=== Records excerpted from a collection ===
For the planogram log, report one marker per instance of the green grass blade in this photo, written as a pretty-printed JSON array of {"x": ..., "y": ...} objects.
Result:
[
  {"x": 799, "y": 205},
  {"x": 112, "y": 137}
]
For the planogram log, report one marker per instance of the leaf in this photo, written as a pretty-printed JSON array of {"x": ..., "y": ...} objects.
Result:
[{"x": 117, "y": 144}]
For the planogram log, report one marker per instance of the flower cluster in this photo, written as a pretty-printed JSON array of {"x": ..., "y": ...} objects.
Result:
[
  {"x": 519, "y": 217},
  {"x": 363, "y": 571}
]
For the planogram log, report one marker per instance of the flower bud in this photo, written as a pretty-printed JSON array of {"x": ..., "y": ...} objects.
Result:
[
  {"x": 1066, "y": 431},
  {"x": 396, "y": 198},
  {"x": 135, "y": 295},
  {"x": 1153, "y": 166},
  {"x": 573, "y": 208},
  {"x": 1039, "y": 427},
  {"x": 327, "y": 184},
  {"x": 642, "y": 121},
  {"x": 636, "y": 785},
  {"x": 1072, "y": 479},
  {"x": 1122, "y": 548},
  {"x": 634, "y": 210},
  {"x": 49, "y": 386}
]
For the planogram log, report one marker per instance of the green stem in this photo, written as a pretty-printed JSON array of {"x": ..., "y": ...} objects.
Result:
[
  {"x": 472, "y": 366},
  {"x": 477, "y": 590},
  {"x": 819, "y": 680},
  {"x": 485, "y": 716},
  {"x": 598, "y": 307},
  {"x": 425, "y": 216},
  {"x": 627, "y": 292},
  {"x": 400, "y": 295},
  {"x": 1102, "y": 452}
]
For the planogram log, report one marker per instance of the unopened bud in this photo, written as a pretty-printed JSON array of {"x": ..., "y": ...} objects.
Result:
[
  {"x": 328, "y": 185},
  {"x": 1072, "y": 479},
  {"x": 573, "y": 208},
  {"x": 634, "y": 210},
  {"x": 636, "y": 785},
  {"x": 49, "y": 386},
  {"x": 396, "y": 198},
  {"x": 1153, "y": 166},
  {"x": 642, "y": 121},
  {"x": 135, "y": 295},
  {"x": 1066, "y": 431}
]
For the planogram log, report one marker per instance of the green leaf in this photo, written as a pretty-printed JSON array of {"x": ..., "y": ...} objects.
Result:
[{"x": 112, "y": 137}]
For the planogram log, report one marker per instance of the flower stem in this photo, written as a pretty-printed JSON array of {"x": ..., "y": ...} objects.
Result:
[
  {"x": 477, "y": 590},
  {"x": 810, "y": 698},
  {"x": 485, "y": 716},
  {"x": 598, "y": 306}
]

=== STATED EXERCISE ===
Reproduce, word for word, the part of the records above that opens with the line containing "the flower stem" and runs through the end of the records.

=== FULL OUTPUT ===
For the planogram log, report one marker per instance of the flower stem in this photo, written as a pretty-printed JSON array of {"x": ..., "y": ...} objects.
Result:
[
  {"x": 477, "y": 590},
  {"x": 810, "y": 698},
  {"x": 485, "y": 716},
  {"x": 598, "y": 306}
]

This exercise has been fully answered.